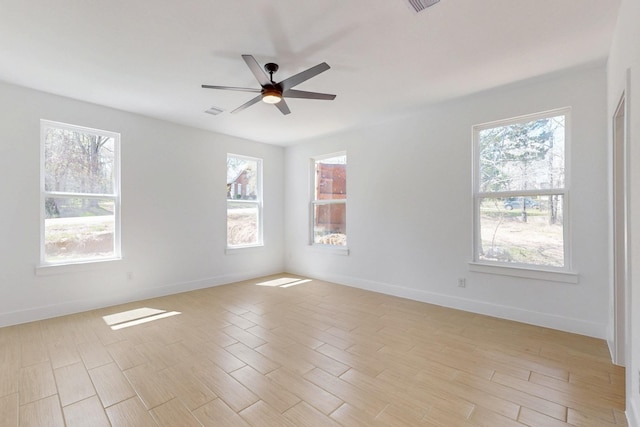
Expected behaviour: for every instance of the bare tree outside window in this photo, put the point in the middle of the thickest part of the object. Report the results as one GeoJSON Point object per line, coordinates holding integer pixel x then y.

##########

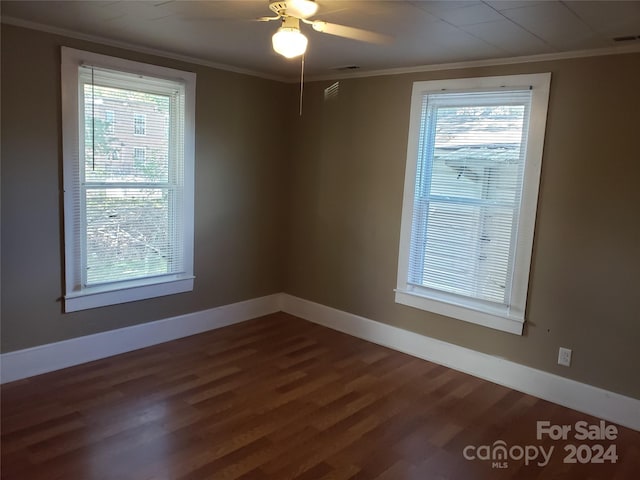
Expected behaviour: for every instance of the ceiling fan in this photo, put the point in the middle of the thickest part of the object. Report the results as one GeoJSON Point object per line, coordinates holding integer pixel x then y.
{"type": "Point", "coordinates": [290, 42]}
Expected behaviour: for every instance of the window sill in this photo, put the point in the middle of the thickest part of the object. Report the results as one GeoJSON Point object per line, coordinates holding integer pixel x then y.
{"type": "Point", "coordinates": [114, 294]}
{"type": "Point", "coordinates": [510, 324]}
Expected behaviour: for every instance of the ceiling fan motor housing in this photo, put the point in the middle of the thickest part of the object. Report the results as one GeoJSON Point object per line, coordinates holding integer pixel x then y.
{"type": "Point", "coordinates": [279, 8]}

##########

Requirement: Pull out every line in the entries above that contains the string "this". Treat uppercase and lowercase as different.

Correct result:
Expected behaviour: for every instance of the bare tree outside window in this photo, put the point in the middle of the thickest part of the object. Report the results as one GeoJSON Point object per line, coordinates holding integer pixel x then y.
Expected behaviour: for every instance of the ceiling fan in this photo, put the point in the middle of the thickest part of the object. Report the results as one GeoJSON Point object per line, coordinates holding integer pixel x then y.
Expected behaviour: for every instance of the window sill in this photo, put the point in the middle of the thickest part of the object. Report the results as one GeoJSON Point object per line, coordinates holding integer pixel x then y.
Expected behaviour: for every instance of the ceiling fan motor housing in this photo, put the point in the middle of the thickest part of the object. Report the results as one GeoJSON Point object per line, coordinates holding integer pixel x then y.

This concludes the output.